**Task requirements:**
Count the lines below that contain the string "shirt" and give only that number.

**Provided data:**
○ ○ ○ ○

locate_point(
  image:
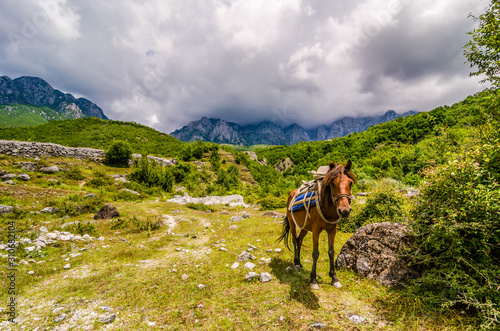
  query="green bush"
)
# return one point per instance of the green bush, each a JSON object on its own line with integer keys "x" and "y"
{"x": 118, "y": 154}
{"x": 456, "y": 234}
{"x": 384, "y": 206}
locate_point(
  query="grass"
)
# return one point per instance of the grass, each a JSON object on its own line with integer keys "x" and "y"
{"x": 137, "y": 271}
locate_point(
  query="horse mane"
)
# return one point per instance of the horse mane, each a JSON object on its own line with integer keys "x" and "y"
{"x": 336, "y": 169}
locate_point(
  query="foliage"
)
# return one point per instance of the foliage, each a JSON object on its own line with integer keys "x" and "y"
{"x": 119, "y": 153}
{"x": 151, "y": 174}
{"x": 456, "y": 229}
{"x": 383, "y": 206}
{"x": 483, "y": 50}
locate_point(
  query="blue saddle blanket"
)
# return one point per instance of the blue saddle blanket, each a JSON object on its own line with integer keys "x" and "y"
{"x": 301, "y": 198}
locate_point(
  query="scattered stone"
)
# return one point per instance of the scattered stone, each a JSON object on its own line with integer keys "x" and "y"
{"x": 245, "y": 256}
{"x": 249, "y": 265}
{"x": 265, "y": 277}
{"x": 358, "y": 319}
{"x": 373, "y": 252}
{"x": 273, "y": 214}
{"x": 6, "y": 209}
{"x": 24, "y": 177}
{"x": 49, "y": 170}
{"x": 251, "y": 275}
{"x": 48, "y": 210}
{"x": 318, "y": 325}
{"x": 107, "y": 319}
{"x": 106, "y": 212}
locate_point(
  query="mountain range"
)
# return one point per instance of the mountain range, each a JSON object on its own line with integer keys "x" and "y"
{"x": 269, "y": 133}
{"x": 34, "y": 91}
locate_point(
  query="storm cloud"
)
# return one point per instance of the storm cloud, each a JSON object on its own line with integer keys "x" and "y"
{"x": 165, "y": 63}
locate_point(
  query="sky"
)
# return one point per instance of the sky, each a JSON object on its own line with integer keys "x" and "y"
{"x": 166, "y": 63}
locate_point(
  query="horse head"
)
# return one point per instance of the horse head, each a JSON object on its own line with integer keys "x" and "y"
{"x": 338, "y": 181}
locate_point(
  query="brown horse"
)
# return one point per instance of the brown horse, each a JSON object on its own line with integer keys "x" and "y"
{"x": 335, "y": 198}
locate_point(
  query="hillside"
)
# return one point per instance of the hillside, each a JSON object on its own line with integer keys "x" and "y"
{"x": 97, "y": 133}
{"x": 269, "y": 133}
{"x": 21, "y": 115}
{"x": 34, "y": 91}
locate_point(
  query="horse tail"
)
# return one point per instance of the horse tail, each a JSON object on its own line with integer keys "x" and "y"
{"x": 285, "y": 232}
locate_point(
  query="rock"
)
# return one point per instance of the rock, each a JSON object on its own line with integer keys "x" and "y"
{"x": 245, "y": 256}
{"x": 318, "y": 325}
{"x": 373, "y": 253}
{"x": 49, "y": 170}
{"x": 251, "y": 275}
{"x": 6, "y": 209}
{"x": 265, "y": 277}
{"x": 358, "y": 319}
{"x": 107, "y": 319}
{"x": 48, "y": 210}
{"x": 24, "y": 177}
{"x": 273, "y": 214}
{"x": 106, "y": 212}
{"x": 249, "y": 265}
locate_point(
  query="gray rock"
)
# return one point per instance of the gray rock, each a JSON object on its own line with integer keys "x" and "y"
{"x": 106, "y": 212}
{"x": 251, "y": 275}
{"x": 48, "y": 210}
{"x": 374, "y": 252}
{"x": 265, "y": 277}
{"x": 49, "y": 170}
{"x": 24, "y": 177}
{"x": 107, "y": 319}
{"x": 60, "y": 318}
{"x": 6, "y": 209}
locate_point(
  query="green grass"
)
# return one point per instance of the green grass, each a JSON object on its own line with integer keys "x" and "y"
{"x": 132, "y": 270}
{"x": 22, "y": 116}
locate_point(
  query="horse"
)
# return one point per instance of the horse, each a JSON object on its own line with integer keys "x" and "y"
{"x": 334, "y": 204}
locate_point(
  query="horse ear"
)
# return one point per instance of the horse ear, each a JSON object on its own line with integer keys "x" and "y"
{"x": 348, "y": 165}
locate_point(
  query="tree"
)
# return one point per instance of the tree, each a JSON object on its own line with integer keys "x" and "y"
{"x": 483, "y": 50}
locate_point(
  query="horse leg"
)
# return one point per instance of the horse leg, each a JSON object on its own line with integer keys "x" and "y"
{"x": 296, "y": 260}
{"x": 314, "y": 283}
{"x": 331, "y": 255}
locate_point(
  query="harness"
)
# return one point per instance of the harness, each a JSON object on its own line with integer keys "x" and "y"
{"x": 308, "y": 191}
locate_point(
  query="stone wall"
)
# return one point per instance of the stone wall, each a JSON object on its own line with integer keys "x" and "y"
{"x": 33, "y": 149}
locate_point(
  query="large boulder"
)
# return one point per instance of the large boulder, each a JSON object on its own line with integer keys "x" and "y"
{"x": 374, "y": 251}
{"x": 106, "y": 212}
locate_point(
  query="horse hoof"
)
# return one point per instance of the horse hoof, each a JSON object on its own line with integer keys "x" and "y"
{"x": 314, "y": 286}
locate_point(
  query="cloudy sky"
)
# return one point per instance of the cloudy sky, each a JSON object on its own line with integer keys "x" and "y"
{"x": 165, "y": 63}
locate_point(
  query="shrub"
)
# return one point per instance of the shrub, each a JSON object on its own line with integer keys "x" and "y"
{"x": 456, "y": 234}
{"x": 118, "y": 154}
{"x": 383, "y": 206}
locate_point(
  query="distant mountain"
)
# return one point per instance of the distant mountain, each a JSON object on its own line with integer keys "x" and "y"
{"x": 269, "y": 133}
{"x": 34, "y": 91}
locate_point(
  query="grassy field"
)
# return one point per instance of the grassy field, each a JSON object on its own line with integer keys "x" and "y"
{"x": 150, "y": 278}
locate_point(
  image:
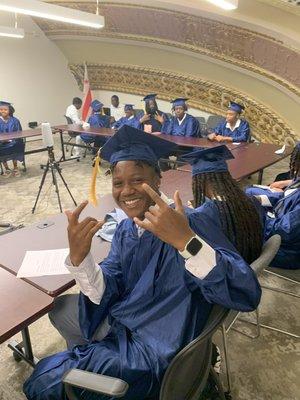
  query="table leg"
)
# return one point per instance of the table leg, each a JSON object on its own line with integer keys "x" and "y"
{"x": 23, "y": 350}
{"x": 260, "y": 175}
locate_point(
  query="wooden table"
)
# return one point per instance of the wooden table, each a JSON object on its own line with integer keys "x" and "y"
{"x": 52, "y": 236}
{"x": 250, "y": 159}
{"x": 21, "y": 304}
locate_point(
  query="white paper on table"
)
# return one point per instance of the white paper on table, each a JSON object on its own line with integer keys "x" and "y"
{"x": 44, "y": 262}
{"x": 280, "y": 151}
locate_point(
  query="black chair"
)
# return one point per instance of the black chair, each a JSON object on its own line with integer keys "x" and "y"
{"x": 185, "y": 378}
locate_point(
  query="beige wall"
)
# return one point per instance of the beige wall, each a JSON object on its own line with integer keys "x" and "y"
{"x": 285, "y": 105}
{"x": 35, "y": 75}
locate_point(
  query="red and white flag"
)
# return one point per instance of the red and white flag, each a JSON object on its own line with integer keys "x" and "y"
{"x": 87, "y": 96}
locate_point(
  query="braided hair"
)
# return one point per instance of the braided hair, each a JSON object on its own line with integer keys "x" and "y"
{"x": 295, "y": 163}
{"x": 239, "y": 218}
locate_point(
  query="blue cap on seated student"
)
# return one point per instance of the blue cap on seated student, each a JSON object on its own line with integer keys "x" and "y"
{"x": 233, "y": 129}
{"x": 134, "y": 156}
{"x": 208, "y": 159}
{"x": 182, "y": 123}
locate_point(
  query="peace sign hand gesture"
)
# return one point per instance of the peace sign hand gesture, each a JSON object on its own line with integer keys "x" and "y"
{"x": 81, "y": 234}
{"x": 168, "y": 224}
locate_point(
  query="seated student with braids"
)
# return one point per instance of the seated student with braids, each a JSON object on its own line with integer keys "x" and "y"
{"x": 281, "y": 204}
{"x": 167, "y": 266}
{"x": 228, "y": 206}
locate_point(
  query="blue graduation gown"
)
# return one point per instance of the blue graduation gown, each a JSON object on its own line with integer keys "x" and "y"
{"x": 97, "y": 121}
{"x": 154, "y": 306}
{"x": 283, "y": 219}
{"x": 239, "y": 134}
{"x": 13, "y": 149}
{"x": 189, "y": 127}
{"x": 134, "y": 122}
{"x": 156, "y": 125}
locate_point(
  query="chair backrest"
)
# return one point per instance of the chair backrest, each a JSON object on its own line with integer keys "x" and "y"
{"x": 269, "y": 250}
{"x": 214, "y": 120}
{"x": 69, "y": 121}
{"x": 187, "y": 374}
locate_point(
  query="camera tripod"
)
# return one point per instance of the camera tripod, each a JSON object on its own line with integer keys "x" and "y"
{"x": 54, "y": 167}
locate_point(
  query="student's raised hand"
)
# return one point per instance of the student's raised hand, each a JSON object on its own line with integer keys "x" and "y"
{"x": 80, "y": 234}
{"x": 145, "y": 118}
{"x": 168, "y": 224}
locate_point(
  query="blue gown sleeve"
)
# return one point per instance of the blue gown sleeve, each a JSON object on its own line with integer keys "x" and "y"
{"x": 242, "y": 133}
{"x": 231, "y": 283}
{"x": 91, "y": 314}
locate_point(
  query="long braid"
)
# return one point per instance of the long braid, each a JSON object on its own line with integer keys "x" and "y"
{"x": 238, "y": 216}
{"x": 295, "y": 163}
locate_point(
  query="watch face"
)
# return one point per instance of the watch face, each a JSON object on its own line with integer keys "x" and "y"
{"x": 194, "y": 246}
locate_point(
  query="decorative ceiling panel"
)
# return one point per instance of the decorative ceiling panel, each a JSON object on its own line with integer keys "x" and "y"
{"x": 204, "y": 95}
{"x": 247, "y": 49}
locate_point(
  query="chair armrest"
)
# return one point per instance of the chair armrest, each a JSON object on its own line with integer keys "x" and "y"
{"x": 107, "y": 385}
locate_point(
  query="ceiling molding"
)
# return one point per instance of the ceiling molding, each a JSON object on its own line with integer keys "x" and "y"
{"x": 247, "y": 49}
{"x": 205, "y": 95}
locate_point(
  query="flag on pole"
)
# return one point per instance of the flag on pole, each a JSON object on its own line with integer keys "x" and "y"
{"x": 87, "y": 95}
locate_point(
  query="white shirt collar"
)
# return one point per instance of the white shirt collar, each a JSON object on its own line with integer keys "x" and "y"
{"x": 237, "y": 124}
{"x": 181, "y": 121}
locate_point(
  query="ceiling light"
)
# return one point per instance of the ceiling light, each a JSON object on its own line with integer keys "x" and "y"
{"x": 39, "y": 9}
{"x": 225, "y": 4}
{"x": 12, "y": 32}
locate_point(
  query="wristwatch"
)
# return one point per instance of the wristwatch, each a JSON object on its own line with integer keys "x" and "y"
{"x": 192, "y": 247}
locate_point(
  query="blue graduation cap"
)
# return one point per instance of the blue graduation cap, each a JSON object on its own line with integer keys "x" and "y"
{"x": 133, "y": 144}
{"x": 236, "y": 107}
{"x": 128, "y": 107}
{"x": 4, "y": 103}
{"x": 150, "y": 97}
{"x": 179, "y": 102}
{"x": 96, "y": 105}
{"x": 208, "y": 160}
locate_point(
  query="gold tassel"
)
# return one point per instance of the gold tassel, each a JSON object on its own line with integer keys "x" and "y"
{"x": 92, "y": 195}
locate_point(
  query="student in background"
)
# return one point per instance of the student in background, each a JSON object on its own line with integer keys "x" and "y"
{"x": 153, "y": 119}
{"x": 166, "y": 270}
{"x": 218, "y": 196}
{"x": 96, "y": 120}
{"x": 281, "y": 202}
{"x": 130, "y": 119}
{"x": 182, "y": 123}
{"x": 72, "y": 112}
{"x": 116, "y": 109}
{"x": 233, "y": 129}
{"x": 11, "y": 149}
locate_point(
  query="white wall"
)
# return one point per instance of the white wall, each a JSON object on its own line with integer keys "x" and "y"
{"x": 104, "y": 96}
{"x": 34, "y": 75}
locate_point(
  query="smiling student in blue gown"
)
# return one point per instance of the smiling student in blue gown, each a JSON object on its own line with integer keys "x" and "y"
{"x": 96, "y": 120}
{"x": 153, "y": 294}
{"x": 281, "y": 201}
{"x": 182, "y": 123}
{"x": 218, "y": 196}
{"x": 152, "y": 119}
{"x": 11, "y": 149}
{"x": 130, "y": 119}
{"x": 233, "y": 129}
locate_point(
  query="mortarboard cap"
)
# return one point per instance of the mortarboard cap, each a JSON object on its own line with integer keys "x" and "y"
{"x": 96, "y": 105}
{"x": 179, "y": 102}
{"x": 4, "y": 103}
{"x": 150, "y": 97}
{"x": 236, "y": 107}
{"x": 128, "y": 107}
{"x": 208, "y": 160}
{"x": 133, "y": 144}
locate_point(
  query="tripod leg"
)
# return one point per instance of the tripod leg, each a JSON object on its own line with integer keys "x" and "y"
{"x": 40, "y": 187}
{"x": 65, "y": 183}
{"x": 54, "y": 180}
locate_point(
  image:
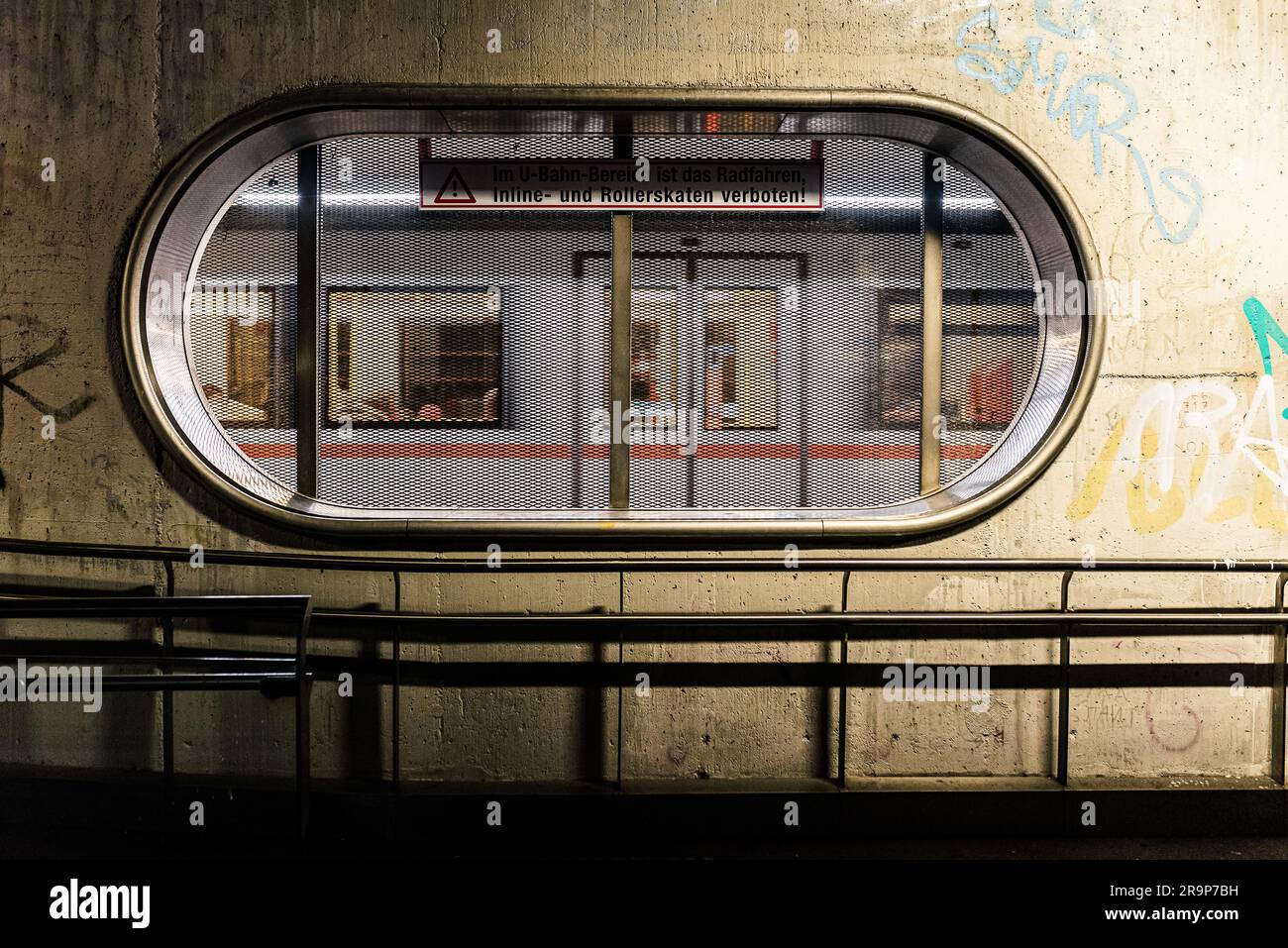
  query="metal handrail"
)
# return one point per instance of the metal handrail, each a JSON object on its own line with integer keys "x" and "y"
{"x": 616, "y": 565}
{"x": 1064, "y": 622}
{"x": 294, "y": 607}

○ ○ ○ ○

**Output for this task:**
2